DIRECTIONS FOR THIS TASK>
Please, in the data that follows, copy exactly the lines from the line with "of the stone" through the last one, both included. Do not include pictures.

EXERCISE INPUTS>
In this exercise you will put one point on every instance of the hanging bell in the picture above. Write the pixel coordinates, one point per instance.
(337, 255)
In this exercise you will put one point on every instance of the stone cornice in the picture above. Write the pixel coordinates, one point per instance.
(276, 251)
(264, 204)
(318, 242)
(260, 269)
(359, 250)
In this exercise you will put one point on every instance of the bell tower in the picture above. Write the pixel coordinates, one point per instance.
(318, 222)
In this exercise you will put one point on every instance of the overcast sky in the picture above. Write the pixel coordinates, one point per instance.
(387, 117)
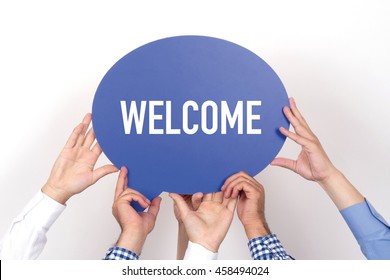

EXERCISE ANSWER>
In this exercise you will put one point on every instance of the stone cornice in the picture above. Write the pixel coordinates, one point per instance.
(276, 251)
(264, 204)
(318, 242)
(260, 269)
(359, 250)
In this exercise you will put one point on every instance of the bell tower in the picture above. Write the pixel coordinates, one point per instance.
(318, 222)
In this exercise you will put one point on every instance of the overcast sky in the picture above. Write the pixel coordinates, one point per instance.
(387, 117)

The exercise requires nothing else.